— start of TEXT PASSAGE —

### Q1. Explain the assumptions required to use ANOVA and provide examples of violations that could impact the validity of the results.

ANOVA (Analysis of Variance) requires the following assumptions:

1. **Independence**: Observations within each group must be independent of each other. Violations might occur if the data were collected in a way that introduces dependence, such as repeated measures without accounting for this in the model.

2. **Normality**: The data within each group should be approximately normally distributed. Violations occur if the data is heavily skewed or has outliers, which could affect the results of the ANOVA test.

3. **Homogeneity of Variances**: The variances among the groups should be approximately equal. Violations occur if one group has much higher or lower variance compared to others, impacting the test's reliability.

**Examples of Violations**:
- **Independence**: Using paired data without proper adjustments.
- **Normality**: Using data with severe skewness or outliers.

— end of TEXT PASSAGE —
— start of PROVIDED RECORDS —

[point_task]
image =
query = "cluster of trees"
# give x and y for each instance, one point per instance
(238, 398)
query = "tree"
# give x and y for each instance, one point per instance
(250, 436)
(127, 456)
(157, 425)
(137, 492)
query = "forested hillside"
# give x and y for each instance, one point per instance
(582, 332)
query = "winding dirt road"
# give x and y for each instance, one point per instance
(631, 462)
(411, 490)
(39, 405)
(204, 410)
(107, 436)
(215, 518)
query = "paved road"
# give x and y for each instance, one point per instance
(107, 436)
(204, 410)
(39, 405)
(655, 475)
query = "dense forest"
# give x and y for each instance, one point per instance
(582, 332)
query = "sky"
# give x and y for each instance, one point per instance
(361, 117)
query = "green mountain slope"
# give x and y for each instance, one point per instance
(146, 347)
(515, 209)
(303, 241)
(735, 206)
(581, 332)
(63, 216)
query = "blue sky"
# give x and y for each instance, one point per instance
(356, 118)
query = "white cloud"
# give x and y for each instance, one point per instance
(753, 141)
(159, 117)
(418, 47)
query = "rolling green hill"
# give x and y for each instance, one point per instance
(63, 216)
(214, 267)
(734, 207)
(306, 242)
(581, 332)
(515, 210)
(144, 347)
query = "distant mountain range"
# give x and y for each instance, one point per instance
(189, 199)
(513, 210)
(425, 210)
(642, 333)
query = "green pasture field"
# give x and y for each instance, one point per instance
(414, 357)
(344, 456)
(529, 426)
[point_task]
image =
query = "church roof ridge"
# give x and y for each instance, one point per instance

— end of PROVIDED RECORDS —
— start of PROVIDED RECORDS —

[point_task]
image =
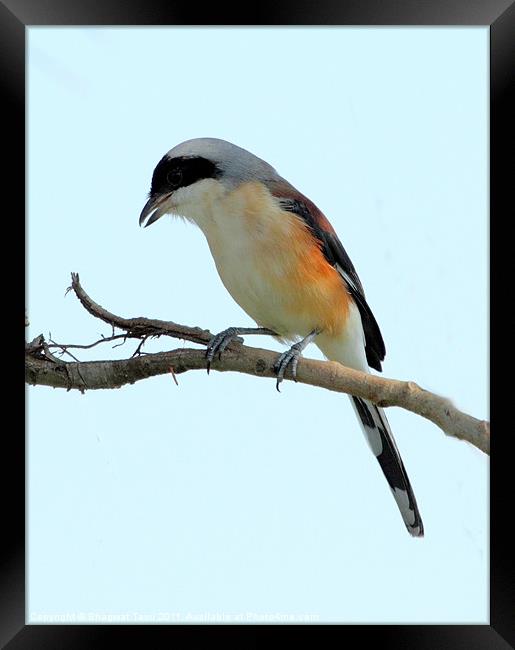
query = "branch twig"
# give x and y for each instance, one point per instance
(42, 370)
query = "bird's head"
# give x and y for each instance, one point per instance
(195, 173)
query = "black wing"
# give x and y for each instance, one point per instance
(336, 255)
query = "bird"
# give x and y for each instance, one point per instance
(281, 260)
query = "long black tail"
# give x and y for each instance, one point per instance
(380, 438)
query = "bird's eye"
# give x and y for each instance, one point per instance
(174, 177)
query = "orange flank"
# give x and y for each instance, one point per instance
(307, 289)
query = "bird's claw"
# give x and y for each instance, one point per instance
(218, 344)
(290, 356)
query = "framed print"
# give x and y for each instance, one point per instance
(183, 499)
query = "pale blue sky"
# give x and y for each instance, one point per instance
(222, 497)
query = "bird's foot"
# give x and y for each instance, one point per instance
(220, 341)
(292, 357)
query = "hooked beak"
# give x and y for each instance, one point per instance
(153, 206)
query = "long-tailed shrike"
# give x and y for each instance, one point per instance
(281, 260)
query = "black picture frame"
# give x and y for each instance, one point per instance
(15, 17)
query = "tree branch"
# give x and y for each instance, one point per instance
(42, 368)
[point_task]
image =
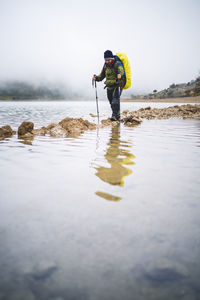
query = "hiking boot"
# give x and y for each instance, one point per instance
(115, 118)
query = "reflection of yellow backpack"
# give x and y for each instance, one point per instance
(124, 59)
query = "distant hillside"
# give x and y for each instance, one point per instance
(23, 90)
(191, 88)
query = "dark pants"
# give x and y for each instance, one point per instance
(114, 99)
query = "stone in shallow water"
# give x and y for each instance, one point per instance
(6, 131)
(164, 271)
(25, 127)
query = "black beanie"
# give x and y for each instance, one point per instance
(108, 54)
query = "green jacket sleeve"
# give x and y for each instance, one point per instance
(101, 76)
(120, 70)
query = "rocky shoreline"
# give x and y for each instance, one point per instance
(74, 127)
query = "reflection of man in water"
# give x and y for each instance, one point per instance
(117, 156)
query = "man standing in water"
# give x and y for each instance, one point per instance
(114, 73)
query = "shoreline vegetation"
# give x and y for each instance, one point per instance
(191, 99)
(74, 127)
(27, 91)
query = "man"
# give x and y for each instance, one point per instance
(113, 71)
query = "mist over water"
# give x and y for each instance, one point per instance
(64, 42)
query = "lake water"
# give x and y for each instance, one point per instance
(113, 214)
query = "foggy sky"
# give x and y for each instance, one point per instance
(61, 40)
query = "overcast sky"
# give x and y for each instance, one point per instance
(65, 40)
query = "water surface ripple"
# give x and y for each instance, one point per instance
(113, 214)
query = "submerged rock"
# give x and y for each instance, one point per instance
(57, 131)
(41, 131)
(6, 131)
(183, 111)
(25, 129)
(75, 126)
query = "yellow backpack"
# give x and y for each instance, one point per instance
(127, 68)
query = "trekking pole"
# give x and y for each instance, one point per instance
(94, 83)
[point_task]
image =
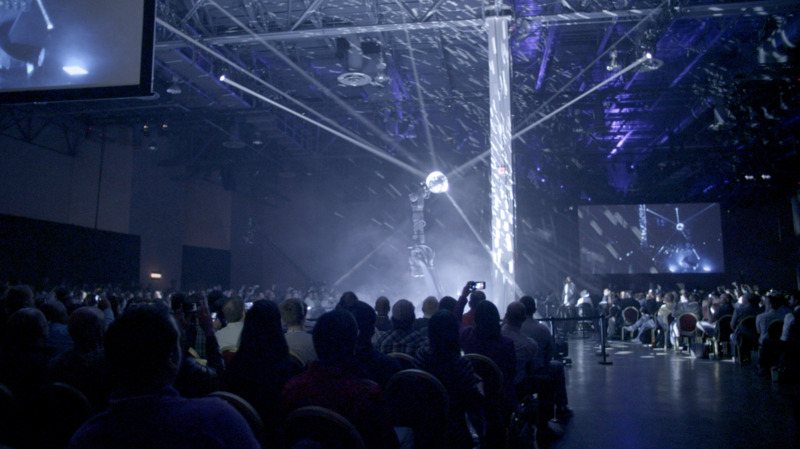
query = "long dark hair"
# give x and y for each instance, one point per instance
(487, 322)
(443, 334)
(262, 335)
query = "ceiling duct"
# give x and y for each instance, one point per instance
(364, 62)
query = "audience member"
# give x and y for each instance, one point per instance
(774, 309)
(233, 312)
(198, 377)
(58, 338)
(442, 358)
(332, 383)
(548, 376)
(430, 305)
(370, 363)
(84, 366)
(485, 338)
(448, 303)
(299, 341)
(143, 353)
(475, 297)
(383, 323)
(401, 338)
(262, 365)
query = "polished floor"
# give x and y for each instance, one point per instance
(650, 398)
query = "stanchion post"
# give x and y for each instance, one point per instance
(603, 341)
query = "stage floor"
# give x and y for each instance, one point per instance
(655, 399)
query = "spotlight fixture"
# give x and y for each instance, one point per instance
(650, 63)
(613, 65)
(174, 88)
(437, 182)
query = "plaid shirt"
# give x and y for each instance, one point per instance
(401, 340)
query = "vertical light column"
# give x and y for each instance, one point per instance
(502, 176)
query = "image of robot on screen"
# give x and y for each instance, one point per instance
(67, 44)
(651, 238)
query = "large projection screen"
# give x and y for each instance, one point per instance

— end of PROVIDED RECORDS —

= WORK INSTRUCTIONS =
a – In the ANOVA text, what should be approximately equal among the groups under the homogeneity assumption?
b – Translate this sentence from the ANOVA text into Spanish: "The data within each group should be approximately normally distributed."
c – Write out the stretch of the ANOVA text from "1. **Independence**: Observations" through "skewness or outliers." again, switching "reliability" to "accuracy".

= ANSWERS GIVEN =
a – The variances among the groups.

b – Los datos dentro de cada grupo deben tener una distribución aproximadamente normal.

c –
1. **Independence**: Observations within each group must be independent of each other. Violations might occur if the data were collected in a way that introduces dependence, such as repeated measures without accounting for this in the model.

2. **Normality**: The data within each group should be approximately normally distributed. Violations occur if the data is heavily skewed or has outliers, which could affect the results of the ANOVA test.

3. **Homogeneity of Variances**: The variances among the groups should be approximately equal. Violations occur if one group has much higher or lower variance compared to others, impacting the test's accuracy.

**Examples of Violations**:
- **Independence**: Using paired data without proper adjustments.
- **Normality**: Using data with severe skewness or outliers.